_Excerpt to read_
-- begin --
A MacGowan, a Hemingway, is able to ignore the commercial messages broadcast at him to get him to behave. He'll come along and create, enabling the 'old song,' the powers of the mind. He'll grasp the magic of objects.

This is why the best of art, architecture, painting, music, etc., walks the line between whatever advancements there may be and the primitive, the folk wisdom. Much like Shane MacGowan's, the Pogues,' music does, much like the operative moment of a Hemingway story.

But maybe, you know, it is true: Buy the Hemingway fishing pole, and you'll begin to feel your original genius coming to life.
The cats purr reveals
her closeness,
her proximity,
to litter mate and pride,
the occasional human being,
the pleasure of dining and warmth enhanced by company.
A vibration within, tactile, reaching outward
that says, I,
we, are here.
Being close is good.
It works through her chest,
outward through ribs the same as ours,
up her throat,
and remains a mystery,
a substitute for vocal chords.

The writer works,
by being psychic,
at least in as far as being able
to touch upon the things
we all think about.
Do I drink too much?
What about this job?
I think I'll stay in tonight
and be just and chaste,
and thoughtful,
and wish my neighbor were still alive.

Which is why it hurts to shop
for groceries with piped-in music
of the kind aimed at 'enhancing'
your shopping experience.
A blip, an add, the Weather Channel,
all serving to throw off what you are
about to think of in a deeper careful way.

Lincoln realized he was reincarnated,
a meaningful chip off the whole,
incarnated in his particular life
for a reason.
He encountered a lot of dumb people.
Eventually, his wisdom won out.

A cat purrs, receiving a signal,
the electric energy of touch,
her fur-covered sensitivity to
the presence of her kind.

The writer awakens ancient talents
forgotten, abandoned.
Alone in the desert, the thinker
cracks the code, picks up the signal,
realizes what is finally plain and obvious.
-- end --
[Items from a dataset]
-- begin --
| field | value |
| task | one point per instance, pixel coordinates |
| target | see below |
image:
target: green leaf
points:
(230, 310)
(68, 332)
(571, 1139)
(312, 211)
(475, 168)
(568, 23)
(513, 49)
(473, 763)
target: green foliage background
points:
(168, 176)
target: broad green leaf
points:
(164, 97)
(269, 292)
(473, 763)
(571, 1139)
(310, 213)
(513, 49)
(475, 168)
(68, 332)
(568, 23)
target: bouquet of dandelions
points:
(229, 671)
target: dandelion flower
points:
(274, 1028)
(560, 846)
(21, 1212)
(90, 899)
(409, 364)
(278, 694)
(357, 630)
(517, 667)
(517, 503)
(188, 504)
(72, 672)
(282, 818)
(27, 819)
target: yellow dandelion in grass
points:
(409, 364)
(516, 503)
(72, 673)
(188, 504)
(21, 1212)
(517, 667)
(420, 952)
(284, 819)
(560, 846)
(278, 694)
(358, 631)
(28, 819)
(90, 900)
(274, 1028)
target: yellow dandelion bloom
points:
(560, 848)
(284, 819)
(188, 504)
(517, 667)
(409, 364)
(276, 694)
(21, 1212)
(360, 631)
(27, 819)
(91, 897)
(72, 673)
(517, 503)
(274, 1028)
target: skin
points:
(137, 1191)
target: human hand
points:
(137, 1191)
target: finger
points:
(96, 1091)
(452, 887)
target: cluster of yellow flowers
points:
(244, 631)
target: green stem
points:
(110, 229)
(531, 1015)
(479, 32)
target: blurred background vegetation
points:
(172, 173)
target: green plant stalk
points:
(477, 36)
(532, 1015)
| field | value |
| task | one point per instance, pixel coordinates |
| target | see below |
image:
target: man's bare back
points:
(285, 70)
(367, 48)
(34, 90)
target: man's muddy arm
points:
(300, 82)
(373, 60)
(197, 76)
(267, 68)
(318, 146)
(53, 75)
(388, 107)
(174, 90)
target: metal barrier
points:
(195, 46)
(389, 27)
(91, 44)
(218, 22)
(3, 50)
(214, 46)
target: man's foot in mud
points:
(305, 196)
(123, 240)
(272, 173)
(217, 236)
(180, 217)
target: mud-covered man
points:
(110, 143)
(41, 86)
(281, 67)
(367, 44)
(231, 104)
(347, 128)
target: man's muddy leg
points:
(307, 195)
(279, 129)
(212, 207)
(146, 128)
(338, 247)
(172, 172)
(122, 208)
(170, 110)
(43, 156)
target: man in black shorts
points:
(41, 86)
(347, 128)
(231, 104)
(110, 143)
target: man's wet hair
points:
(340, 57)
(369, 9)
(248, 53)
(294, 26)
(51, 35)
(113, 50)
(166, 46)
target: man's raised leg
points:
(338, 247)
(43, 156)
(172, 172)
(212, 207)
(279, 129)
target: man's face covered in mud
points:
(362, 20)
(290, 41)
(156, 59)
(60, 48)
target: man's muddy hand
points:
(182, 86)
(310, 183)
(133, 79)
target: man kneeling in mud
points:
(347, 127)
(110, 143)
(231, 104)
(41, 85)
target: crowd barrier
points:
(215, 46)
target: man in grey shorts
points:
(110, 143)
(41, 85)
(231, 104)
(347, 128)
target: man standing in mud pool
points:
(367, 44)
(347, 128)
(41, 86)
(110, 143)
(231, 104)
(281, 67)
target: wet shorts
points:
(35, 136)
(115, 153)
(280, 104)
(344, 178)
-- end --
-- begin --
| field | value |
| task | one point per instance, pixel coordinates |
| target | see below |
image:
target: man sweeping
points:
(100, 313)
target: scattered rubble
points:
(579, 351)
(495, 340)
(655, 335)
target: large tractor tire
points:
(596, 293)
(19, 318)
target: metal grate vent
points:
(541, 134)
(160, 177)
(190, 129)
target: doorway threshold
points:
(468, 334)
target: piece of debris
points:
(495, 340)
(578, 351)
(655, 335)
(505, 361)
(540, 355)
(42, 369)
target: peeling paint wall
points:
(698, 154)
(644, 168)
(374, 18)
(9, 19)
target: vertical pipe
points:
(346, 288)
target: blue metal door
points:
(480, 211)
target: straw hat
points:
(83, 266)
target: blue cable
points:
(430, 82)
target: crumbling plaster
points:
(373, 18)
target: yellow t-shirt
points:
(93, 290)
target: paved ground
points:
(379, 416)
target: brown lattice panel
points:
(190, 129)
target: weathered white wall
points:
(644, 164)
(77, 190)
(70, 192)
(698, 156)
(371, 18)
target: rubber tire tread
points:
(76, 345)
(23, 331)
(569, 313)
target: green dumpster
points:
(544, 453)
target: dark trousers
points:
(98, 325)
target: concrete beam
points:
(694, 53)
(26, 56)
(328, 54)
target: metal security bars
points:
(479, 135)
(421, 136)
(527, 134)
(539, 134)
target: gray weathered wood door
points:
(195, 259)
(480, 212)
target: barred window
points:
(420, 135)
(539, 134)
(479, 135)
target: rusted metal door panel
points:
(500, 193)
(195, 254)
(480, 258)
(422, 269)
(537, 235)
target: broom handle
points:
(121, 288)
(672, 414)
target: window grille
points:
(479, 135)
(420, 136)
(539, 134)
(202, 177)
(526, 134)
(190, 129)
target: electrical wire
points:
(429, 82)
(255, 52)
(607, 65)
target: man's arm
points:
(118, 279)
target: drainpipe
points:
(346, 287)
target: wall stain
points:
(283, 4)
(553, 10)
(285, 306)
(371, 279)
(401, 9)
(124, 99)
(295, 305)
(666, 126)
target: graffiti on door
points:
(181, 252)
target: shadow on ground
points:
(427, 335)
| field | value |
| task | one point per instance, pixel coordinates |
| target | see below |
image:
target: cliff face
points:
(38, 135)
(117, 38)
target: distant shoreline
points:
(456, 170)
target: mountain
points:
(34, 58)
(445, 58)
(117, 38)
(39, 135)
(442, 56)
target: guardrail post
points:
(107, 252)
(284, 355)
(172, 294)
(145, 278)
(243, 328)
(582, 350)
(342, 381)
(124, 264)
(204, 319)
-- end --
-- begin --
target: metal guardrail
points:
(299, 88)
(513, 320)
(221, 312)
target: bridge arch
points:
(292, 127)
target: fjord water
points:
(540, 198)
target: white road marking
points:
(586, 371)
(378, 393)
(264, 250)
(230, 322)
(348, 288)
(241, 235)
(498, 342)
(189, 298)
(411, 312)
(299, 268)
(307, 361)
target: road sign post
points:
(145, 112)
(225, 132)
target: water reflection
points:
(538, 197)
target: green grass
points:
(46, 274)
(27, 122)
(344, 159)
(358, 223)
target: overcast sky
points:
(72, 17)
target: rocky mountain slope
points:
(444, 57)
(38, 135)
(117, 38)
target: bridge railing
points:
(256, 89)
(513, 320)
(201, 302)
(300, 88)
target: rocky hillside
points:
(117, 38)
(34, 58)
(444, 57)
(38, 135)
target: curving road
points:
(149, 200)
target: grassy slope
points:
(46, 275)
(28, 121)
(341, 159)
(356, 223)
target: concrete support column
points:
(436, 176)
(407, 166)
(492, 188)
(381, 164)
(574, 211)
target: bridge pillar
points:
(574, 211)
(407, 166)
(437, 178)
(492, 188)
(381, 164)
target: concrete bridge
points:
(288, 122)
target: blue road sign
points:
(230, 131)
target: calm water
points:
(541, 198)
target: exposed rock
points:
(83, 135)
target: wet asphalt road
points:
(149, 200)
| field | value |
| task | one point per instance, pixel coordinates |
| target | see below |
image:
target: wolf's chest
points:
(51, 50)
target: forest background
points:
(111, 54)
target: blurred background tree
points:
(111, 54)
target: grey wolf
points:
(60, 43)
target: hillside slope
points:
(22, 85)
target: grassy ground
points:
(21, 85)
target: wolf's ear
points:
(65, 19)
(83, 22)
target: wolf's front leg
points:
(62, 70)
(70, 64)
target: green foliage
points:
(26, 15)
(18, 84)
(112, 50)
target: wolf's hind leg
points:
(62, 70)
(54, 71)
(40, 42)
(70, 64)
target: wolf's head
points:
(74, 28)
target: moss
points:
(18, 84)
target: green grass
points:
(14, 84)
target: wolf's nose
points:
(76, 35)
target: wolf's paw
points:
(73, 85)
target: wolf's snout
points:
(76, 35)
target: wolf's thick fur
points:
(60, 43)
-- end --
_What this task involves_
Copy the cat and writer poem starting at "Which is why" and ending at "of dumb people.", changing "groceries" to "hardware".

_Exercise response_
Which is why it hurts to shop
for hardware with piped-in music
of the kind aimed at 'enhancing'
your shopping experience.
A blip, an add, the Weather Channel,
all serving to throw off what you are
about to think of in a deeper careful way.

Lincoln realized he was reincarnated,
a meaningful chip off the whole,
incarnated in his particular life
for a reason.
He encountered a lot of dumb people.